- _Problem_
Once the line holding "box: [95, 349, 264, 589]" is written out, stop; begin at the first line of the material below and retype exactly, dropping pictures.

__________________________________________________

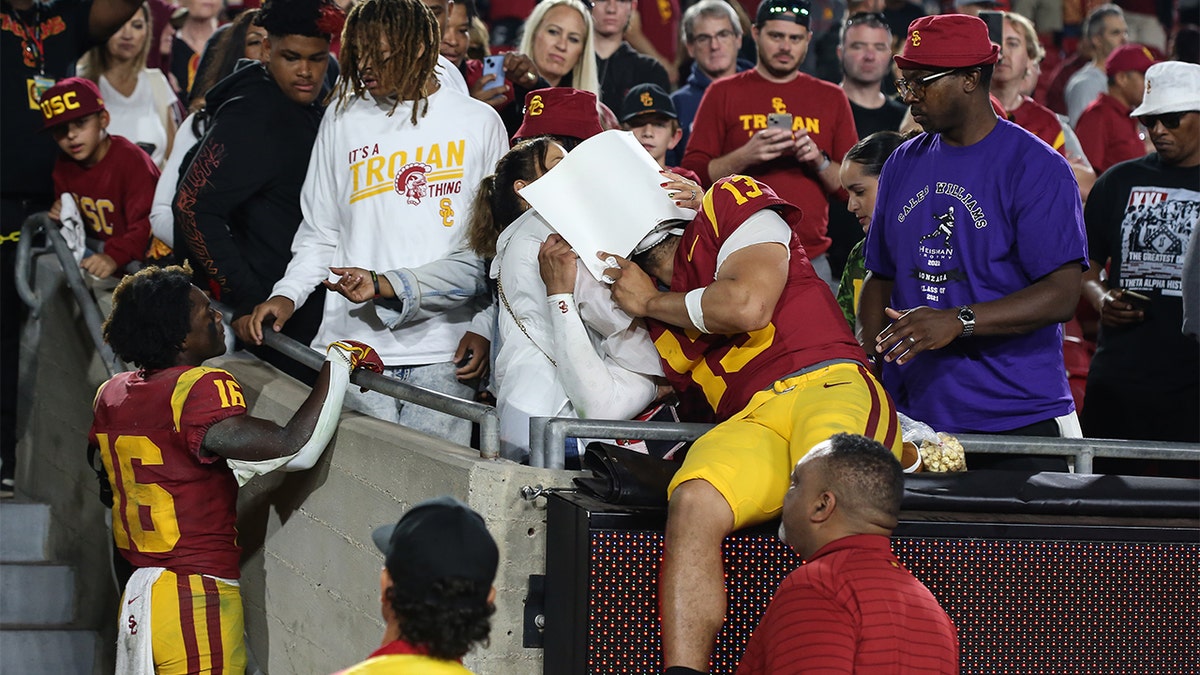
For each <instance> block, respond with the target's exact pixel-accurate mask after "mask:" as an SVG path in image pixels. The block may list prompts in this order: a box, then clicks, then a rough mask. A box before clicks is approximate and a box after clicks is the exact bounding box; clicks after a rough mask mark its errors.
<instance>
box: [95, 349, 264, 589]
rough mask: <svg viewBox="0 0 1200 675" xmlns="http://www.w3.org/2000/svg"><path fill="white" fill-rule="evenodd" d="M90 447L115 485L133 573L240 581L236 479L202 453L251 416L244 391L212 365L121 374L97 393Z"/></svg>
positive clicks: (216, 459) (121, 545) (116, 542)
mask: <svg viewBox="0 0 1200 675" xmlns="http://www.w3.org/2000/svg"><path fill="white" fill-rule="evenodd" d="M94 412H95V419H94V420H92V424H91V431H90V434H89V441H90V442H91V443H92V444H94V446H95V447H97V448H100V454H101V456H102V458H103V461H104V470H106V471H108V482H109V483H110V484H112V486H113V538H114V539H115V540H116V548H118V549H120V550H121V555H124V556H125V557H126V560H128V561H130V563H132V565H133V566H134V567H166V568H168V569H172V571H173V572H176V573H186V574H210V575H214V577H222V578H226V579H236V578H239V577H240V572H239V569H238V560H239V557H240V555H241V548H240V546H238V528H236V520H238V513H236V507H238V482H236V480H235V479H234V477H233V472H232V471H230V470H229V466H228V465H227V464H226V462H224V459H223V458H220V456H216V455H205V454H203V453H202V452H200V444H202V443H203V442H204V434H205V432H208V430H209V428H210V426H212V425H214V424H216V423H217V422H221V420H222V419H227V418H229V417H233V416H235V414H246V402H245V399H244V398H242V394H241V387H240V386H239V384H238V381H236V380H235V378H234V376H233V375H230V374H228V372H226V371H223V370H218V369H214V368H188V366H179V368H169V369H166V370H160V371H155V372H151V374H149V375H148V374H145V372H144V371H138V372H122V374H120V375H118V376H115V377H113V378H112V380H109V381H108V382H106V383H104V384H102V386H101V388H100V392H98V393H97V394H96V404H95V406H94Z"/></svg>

__________________________________________________

- _Reply to the exercise_
For each <instance> block, respond with the target's exact pixel-accurate mask after "mask:" as an SVG path in image pixels. The block may list prompts in this order: a box, then clicks, then a rough mask. A box before clicks is approximate and a box after clicks is the exact bounding box; clicks after a rough mask mark its errors.
<instance>
box: [95, 349, 264, 589]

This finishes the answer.